**Source**.

Denote the sample mean under simple random sampling without replacement for each $h \in \mathbb{N}$ by \begin{align*} \hat{\bar{y}}_h = (1/nh) \sum \limits_{i = 1}^{Nh} S_{h,i} y_{h,i}, \end{align*} where $S_{h,i}$ is an indicator variable equal to $1$ if $y_{h,i}$ is included in the sample and $0$ if not. For each $h$, there are $\binom{Nh}{nh}$ possible samples, the collection of which is denoted by $\mathcal{S}_h$. The vector $\mathbf{s}_h = \begin{bmatrix} s_{h,1} & \ldots & s_{h,N} \end{bmatrix}^{\top}$ is an element from the set $\mathcal{S}_h$.

This asymptotic regime implies that

(1) The average outcome, $\bar{y}_h = (1/Nh) \sum \limits_{i = 1}^{Nh} y_{h,i}$ is equal to $\bar{y}$, which is fixed over all $h \in \mathbb{N}$;

(2) $\max \limits_{1 \leq i \leq Nh} \left(y_{h,i} - \bar{y}_{Nh}\right)^2$ is fixed over all $h \in \mathbb{N}$, which implies that $\lim \limits_{h \to \infty} \max \limits_{1 \leq i \leq Nh} \left(y_{h,i} - \bar{y}_{Nh}\right)^2 / Nh = 0$; and

(3) the proportion of sampled units, $p_h \in (0, 1)$, is fixed at $p \in (0, 1)$ over all $h \in \mathbb{N}$.

These three conditions suffice for the almost sure convergence of the sample mean to the population's mean, i.e., \begin{align*} \hat{\bar{y}}_h \xrightarrow{\textrm{a.s.}} \bar{y}. \end{align*} I interpret this convergence statement as meaning, in essence, that, with a large enough $Nh$, the sample mean, $\bar{y}_h$, will always lie (i.e., with probability $1$) in the interval $(\bar{y} - \varepsilon, \bar{y} + \varepsilon)$, where $\varepsilon$ is an arbitrarily small constant greater than $0$.

**Supplied entries**.
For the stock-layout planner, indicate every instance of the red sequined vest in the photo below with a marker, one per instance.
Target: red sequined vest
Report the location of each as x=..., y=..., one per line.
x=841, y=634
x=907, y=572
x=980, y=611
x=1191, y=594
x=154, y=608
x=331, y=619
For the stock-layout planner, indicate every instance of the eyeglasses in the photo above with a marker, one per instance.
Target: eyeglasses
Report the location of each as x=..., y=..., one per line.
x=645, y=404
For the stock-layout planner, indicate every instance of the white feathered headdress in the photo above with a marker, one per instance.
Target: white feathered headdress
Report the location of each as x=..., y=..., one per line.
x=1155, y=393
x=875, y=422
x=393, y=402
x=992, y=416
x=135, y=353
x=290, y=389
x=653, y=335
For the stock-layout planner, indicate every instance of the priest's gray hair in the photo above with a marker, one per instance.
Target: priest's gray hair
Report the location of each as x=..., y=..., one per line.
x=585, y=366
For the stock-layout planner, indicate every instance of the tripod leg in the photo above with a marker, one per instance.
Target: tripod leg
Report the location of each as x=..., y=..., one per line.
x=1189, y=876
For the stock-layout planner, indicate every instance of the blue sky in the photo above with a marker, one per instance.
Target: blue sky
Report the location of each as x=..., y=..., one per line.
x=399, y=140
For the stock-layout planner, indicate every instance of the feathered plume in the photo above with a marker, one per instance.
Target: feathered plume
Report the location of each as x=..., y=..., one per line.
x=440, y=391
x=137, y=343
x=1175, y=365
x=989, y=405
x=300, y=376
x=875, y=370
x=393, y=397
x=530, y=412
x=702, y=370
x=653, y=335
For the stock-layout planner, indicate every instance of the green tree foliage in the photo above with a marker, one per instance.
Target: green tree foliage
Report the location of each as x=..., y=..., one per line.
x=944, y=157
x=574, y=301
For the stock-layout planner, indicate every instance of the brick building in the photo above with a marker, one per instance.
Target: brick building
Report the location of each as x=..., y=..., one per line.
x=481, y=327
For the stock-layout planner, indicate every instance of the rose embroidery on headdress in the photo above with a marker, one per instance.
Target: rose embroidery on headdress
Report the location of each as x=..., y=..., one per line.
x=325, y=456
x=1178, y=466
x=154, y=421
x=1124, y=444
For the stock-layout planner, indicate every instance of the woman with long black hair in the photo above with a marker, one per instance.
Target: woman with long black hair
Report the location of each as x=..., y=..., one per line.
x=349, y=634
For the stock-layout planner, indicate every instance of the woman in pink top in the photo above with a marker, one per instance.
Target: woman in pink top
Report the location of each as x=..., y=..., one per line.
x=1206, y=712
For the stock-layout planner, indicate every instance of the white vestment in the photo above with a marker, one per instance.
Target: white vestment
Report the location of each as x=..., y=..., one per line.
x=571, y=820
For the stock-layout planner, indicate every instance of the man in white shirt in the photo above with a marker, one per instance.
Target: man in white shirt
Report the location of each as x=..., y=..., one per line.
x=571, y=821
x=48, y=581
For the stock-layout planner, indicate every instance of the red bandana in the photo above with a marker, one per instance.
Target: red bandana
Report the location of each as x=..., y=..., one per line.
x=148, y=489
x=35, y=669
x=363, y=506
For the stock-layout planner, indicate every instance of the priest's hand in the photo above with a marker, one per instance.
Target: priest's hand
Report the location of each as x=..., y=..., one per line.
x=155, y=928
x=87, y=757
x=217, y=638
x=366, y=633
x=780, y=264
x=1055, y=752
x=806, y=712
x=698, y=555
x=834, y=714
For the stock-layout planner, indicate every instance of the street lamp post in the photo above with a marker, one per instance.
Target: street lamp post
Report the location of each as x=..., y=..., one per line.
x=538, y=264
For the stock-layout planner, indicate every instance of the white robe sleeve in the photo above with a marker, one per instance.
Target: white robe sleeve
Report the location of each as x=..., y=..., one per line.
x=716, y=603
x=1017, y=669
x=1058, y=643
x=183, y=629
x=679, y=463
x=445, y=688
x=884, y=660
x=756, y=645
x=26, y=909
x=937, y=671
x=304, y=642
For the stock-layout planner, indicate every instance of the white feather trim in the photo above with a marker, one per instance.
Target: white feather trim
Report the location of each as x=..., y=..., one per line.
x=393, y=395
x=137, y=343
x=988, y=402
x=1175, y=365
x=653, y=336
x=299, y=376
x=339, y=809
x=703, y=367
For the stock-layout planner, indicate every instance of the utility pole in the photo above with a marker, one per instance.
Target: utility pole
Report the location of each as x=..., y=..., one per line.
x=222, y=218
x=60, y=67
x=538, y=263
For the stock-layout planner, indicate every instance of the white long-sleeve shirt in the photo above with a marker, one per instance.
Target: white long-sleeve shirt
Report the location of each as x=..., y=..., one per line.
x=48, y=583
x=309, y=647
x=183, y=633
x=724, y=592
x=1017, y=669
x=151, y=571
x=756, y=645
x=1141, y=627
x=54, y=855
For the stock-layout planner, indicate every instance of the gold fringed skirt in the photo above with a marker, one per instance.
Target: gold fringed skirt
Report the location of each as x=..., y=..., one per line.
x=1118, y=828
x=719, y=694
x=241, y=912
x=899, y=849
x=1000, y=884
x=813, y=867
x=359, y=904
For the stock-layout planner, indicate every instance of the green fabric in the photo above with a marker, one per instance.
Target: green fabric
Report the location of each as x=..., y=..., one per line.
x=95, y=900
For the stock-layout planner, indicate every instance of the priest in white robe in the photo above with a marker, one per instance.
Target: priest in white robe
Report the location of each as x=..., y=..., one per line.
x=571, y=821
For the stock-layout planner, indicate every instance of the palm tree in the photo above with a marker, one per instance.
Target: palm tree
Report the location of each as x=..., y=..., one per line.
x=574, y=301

**Exercise task**. From the sample-mean passage above, copy word for word the stretch from "(3) the proportion" through "greater than $0$.".

**Correct answer**.
(3) the proportion of sampled units, $p_h \in (0, 1)$, is fixed at $p \in (0, 1)$ over all $h \in \mathbb{N}$.

These three conditions suffice for the almost sure convergence of the sample mean to the population's mean, i.e., \begin{align*} \hat{\bar{y}}_h \xrightarrow{\textrm{a.s.}} \bar{y}. \end{align*} I interpret this convergence statement as meaning, in essence, that, with a large enough $Nh$, the sample mean, $\bar{y}_h$, will always lie (i.e., with probability $1$) in the interval $(\bar{y} - \varepsilon, \bar{y} + \varepsilon)$, where $\varepsilon$ is an arbitrarily small constant greater than $0$.